[Dataset rows showing where objects appear]
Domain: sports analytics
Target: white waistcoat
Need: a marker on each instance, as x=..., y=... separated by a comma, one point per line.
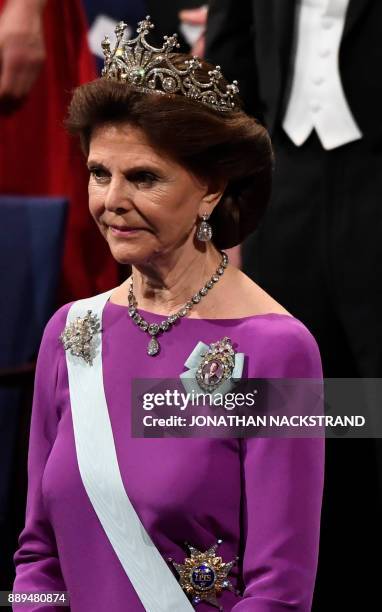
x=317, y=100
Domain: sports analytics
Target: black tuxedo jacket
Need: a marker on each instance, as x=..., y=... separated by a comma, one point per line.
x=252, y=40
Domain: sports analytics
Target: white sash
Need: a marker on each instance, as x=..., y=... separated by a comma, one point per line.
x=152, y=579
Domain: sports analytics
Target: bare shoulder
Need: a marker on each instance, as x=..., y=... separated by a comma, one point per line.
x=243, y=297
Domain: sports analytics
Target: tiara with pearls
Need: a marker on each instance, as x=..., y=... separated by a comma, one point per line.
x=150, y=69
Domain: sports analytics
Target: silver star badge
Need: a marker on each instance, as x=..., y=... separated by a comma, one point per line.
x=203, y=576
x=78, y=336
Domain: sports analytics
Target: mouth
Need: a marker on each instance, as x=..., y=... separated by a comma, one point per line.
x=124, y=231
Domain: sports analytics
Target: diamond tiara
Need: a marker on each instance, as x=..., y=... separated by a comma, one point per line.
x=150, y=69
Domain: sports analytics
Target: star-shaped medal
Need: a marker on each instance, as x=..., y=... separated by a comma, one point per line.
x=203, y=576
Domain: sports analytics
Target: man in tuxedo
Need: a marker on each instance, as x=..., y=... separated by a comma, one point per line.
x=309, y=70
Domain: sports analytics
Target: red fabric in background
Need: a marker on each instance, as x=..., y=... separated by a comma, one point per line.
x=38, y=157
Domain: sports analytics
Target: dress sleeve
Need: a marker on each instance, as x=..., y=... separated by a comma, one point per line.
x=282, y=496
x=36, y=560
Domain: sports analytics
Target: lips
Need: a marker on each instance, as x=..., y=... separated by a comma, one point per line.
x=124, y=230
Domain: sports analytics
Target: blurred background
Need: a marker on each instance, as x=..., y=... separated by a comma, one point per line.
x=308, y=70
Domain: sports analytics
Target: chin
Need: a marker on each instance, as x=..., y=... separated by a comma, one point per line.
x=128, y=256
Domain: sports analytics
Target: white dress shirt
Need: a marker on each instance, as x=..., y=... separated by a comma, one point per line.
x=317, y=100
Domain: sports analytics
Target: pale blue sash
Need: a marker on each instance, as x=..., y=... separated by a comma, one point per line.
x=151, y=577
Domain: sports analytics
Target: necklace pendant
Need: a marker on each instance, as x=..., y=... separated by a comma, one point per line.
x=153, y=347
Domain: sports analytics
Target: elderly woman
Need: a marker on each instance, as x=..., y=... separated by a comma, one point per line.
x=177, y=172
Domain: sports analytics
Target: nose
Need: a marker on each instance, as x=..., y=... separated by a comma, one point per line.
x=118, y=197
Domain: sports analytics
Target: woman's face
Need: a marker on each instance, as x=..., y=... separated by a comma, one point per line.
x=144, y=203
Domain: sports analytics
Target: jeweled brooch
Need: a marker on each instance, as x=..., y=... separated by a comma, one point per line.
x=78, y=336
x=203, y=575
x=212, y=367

• [SET TASK]:
Copy the items word for word, beginning with the very first line and ending with the line that contains "x=152, y=579", including that line. Leave the pictures out.

• [EXERCISE ANSWER]:
Domain: sports analytics
Target: white waistcoat
Need: a marker on each instance, as x=..., y=... separated by a comma, one point per line.
x=317, y=100
Domain: sports analytics
Target: black tuxedo jacket
Need: a marker on each instance, as x=..., y=... separated by a comma, one point per line.
x=252, y=40
Domain: sports analytics
Target: white sash
Need: a marker on each instance, as x=..., y=... separated by a comma, one point per line.
x=152, y=579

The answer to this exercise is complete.